======== RECORDS SHOWN
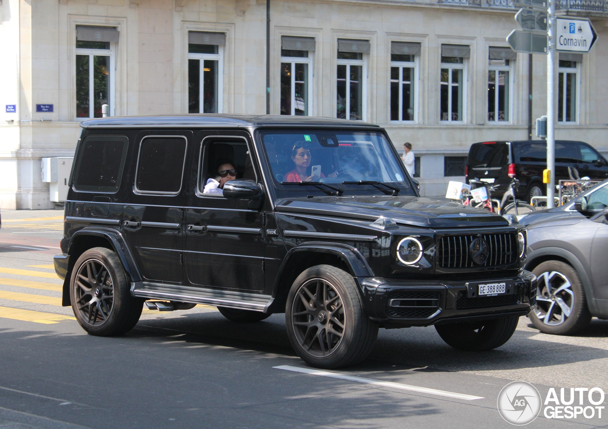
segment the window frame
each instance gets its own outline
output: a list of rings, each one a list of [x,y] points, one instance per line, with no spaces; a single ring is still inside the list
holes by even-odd
[[[393,79],[390,78],[390,69],[389,70],[389,122],[393,124],[418,124],[418,103],[420,100],[418,94],[419,82],[420,80],[419,64],[420,55],[412,55],[414,57],[413,61],[407,62],[404,61],[391,61],[390,68],[399,68],[399,116],[401,119],[393,120],[390,119],[390,83],[393,82]],[[413,120],[406,120],[403,117],[403,70],[404,68],[413,68],[414,69],[413,76],[413,90],[414,90],[414,119]]]
[[[515,83],[515,79],[514,79],[514,74],[513,72],[513,70],[514,70],[513,61],[515,61],[515,60],[508,60],[508,61],[509,61],[509,65],[508,66],[497,66],[497,65],[493,65],[489,64],[489,61],[492,61],[491,60],[488,59],[488,71],[487,71],[487,72],[486,74],[486,88],[488,88],[488,85],[489,85],[489,72],[491,72],[492,71],[496,71],[497,72],[497,75],[496,75],[497,76],[498,75],[498,72],[499,72],[499,71],[506,71],[506,72],[509,72],[509,90],[508,91],[508,96],[509,97],[509,99],[508,100],[508,103],[507,103],[508,105],[508,107],[509,107],[509,114],[508,114],[509,117],[508,117],[508,118],[507,119],[505,119],[505,120],[489,120],[489,119],[488,119],[488,114],[489,113],[489,102],[486,99],[486,102],[488,102],[488,106],[486,106],[486,122],[488,122],[488,124],[491,124],[492,125],[497,125],[497,124],[513,124],[513,94],[514,94],[513,86],[514,86],[514,83]],[[497,81],[498,80],[498,78],[497,77],[496,78],[496,80],[497,80]],[[495,118],[497,118],[498,117],[498,105],[499,105],[499,100],[498,100],[498,83],[497,83],[497,83],[496,84],[496,86],[494,88],[494,117]]]
[[[334,102],[337,99],[337,66],[347,66],[347,85],[346,85],[346,117],[345,118],[347,120],[361,120],[362,122],[365,122],[367,120],[367,73],[368,73],[368,58],[369,57],[368,53],[361,53],[361,60],[345,60],[344,58],[337,58],[337,51],[336,51],[336,68],[334,69],[334,72],[336,73],[334,75],[335,77],[334,79],[334,83],[336,84],[336,91],[334,92]],[[361,119],[350,119],[350,66],[362,66],[361,68],[361,77],[363,79],[363,82],[361,82]],[[334,114],[336,115],[335,117],[337,117],[337,106],[334,105]]]
[[[184,139],[186,142],[185,147],[184,149],[184,161],[182,162],[182,175],[181,180],[179,182],[179,189],[175,192],[158,192],[153,190],[142,190],[137,187],[137,176],[139,175],[139,159],[142,155],[142,146],[143,144],[143,141],[148,138],[165,138],[165,139],[171,139],[171,138],[182,138]],[[151,134],[149,136],[144,136],[142,138],[142,139],[139,141],[139,148],[137,150],[137,161],[135,164],[135,178],[133,181],[133,192],[137,195],[159,195],[164,197],[176,197],[179,195],[180,192],[182,192],[182,189],[184,187],[184,172],[185,170],[186,166],[186,159],[188,158],[188,138],[183,135],[156,135]]]
[[[306,115],[302,115],[302,116],[313,116],[313,80],[314,78],[314,69],[313,69],[313,68],[314,66],[314,63],[313,63],[313,59],[314,58],[313,58],[313,56],[311,55],[311,52],[313,52],[314,53],[314,51],[307,51],[306,52],[308,52],[308,57],[283,57],[282,55],[281,56],[281,58],[280,58],[280,63],[279,63],[278,82],[279,82],[279,86],[280,87],[280,85],[281,85],[281,66],[280,66],[280,65],[282,64],[282,63],[289,63],[291,65],[291,94],[290,94],[289,96],[290,96],[291,99],[291,113],[290,113],[290,114],[292,114],[292,115],[294,115],[295,114],[295,73],[294,71],[294,68],[295,67],[295,63],[301,63],[301,64],[308,64],[308,105],[306,106],[306,108],[308,110],[308,114],[306,114]],[[279,100],[279,114],[280,115],[280,114],[282,114],[281,113],[280,113],[280,110],[281,110],[281,95],[280,95],[280,89],[279,89],[278,100]]]
[[[92,111],[94,110],[94,102],[91,102],[93,99],[94,99],[94,96],[93,95],[95,88],[94,85],[91,85],[93,77],[92,74],[94,72],[92,65],[93,65],[93,56],[103,56],[103,57],[110,57],[110,67],[109,67],[109,88],[108,89],[108,97],[109,97],[109,115],[110,116],[114,116],[114,110],[116,105],[116,45],[118,42],[108,42],[110,44],[110,49],[92,49],[89,48],[83,48],[83,47],[75,47],[74,49],[74,66],[72,68],[72,72],[74,73],[74,106],[76,106],[76,93],[78,92],[78,88],[76,87],[76,57],[77,55],[88,55],[89,56],[89,114],[91,113]],[[75,46],[75,42],[74,43]],[[82,122],[83,120],[86,120],[87,119],[90,119],[91,118],[95,117],[94,111],[93,113],[93,116],[89,116],[88,117],[78,117],[77,115],[78,114],[77,109],[74,110],[74,116],[76,118],[77,122]]]
[[[124,140],[124,143],[125,144],[125,152],[122,155],[122,159],[120,161],[120,166],[119,167],[119,174],[117,175],[117,180],[116,181],[116,190],[89,190],[88,189],[78,189],[76,188],[77,184],[76,181],[78,180],[78,173],[80,171],[81,162],[82,162],[82,157],[84,154],[85,144],[86,142],[87,139],[91,138],[107,138],[111,137],[114,139],[120,139]],[[72,190],[75,192],[86,192],[88,194],[116,194],[120,190],[120,185],[122,183],[122,176],[125,173],[125,166],[126,164],[126,155],[127,153],[129,152],[129,138],[126,136],[110,136],[105,134],[90,134],[87,136],[81,141],[78,139],[78,142],[77,144],[77,153],[76,154],[76,160],[74,162],[74,173],[71,173],[70,178],[70,187],[72,188]]]
[[[469,58],[461,57],[462,58],[462,63],[441,63],[440,62],[439,65],[439,122],[440,124],[466,124],[466,117],[467,117],[467,102],[468,97],[467,96],[467,92],[468,91],[468,82],[469,82],[469,75],[468,75],[468,65],[469,65]],[[441,58],[440,58],[440,61],[441,61]],[[452,70],[453,69],[458,69],[463,71],[462,72],[462,119],[460,120],[452,120],[448,119],[447,120],[444,120],[441,119],[441,69],[448,69],[447,76],[448,76],[448,88],[452,86]],[[452,111],[452,91],[448,90],[447,91],[447,109],[448,109],[448,117],[450,117],[453,113]]]
[[[557,94],[555,94],[556,95],[556,103],[557,103],[557,107],[558,107],[558,108],[559,108],[559,91],[561,91],[562,89],[562,88],[559,88],[559,74],[560,73],[564,73],[564,74],[575,74],[575,90],[576,91],[576,93],[575,94],[575,100],[574,100],[574,103],[575,103],[575,119],[574,120],[557,120],[557,123],[559,124],[561,124],[561,125],[576,124],[578,124],[579,122],[579,120],[580,114],[581,114],[581,102],[580,102],[580,101],[581,101],[581,63],[579,61],[576,61],[576,67],[559,67],[559,66],[558,67],[557,79],[556,79],[556,86],[558,87],[558,91],[557,91]],[[558,66],[559,66],[559,59],[558,59]],[[564,76],[564,77],[565,77],[565,76]],[[567,96],[567,94],[565,94],[566,85],[567,85],[566,79],[564,78],[564,88],[563,88],[563,90],[564,91],[564,95]],[[565,118],[566,117],[566,114],[565,114],[565,113],[566,113],[566,103],[565,103],[565,102],[564,103],[564,105],[562,106],[562,109],[563,109],[563,110],[562,111],[562,114],[563,115],[562,117]],[[558,111],[556,113],[557,113],[556,117],[558,118],[559,118],[559,112]]]
[[[186,60],[187,65],[188,63],[188,60],[198,60],[199,61],[202,61],[203,65],[204,65],[205,60],[210,60],[212,61],[218,61],[218,88],[216,94],[218,97],[217,103],[218,103],[218,111],[216,113],[224,113],[224,45],[218,44],[216,45],[218,47],[218,53],[217,54],[195,54],[193,52],[188,52],[188,44],[186,44],[186,50],[188,53],[188,58]],[[203,107],[204,103],[202,103],[202,94],[204,92],[204,87],[203,85],[203,82],[204,82],[204,67],[201,67],[200,66],[200,62],[199,65],[199,85],[198,85],[198,113],[202,113],[201,111]],[[188,71],[187,70],[186,75],[187,82],[188,85],[190,85],[190,78],[188,74]],[[187,106],[186,110],[189,112],[190,109]]]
================
TASK → Reproduce the lines above, from the first one up to and including the line containing "holes by even-odd". Leave the picture out of your answer.

TASK OUTPUT →
segment the window frame
each instance gets its own outline
output: a list of rings, each one a list of [x,y] points, one instance per line, with no spaces; a single ring is still inside the list
holes by even-odd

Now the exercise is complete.